◆ PROBLEM DESCRIPTION ◆
Can you find each line in the rows below that contains the word "window" and copy those lines out?

◆ THE INPUT ◆
= = = = = = =

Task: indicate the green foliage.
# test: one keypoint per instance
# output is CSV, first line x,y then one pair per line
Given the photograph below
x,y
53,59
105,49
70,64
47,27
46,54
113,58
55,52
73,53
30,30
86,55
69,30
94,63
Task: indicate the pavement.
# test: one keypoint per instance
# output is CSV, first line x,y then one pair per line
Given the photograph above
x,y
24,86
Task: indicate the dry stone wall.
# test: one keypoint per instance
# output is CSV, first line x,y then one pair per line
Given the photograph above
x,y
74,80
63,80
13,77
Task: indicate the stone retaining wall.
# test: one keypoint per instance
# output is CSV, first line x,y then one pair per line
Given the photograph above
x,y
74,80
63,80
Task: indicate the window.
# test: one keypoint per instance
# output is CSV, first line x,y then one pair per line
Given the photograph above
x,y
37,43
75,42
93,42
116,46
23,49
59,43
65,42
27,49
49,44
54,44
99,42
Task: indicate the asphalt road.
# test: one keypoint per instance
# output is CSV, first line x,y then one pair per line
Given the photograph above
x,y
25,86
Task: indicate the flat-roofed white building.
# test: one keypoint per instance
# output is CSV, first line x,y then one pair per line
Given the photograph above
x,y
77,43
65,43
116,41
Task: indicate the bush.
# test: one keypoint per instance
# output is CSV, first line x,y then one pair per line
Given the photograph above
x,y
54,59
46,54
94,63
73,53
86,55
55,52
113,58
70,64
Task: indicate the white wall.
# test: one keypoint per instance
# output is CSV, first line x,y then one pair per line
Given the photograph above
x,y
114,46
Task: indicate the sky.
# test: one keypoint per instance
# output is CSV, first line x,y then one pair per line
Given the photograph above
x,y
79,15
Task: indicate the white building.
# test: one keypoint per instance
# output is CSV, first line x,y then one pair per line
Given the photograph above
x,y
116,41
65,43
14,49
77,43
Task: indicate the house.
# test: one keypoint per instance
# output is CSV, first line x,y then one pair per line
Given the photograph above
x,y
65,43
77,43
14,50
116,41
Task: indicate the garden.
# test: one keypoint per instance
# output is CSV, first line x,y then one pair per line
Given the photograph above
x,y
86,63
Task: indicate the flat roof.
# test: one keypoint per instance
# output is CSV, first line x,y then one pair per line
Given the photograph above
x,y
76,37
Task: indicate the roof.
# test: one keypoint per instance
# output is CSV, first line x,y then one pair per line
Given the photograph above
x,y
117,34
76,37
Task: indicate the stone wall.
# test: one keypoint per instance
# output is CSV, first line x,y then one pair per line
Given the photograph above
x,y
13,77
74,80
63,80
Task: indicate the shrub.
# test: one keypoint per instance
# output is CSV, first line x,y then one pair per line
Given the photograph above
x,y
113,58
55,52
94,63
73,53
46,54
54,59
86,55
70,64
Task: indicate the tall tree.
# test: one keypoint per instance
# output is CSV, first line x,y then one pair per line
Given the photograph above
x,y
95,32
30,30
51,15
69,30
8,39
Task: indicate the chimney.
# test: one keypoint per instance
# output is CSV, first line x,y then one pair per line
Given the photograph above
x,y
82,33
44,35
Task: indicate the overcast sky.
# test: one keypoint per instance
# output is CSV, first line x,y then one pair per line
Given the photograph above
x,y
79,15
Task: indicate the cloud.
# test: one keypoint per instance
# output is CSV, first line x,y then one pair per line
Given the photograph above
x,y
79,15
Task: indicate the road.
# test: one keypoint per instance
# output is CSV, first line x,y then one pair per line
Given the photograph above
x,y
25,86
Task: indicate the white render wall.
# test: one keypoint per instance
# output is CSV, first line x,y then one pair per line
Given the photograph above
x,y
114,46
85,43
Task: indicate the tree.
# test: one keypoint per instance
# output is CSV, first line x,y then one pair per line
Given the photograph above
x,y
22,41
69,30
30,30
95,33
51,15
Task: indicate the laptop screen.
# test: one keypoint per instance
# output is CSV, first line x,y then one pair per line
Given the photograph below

= = = = = = =

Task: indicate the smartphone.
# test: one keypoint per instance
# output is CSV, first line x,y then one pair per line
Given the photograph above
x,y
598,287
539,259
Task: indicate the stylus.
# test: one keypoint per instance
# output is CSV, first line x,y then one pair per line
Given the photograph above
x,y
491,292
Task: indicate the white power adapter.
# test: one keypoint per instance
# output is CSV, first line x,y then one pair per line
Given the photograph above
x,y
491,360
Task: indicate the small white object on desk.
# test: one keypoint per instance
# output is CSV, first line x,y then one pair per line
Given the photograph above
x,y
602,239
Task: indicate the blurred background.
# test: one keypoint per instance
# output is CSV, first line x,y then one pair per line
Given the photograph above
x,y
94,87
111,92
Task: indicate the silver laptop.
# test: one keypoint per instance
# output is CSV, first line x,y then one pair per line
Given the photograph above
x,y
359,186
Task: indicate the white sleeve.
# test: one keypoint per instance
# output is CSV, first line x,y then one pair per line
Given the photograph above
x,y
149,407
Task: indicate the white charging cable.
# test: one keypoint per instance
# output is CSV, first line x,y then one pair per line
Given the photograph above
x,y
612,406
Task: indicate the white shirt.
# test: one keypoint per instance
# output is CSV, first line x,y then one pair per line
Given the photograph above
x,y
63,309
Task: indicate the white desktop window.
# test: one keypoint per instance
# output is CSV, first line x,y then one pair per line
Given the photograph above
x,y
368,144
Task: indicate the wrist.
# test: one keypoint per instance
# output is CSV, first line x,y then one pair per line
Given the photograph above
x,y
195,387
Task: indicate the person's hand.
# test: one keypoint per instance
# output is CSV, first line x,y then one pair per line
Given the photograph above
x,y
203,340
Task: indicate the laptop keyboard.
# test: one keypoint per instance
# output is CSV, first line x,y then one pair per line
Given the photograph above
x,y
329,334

= = = = = = =

◆ RESPONSE TO THE TASK ◆
Task: indicate the window.
Task: indicate the white desktop window.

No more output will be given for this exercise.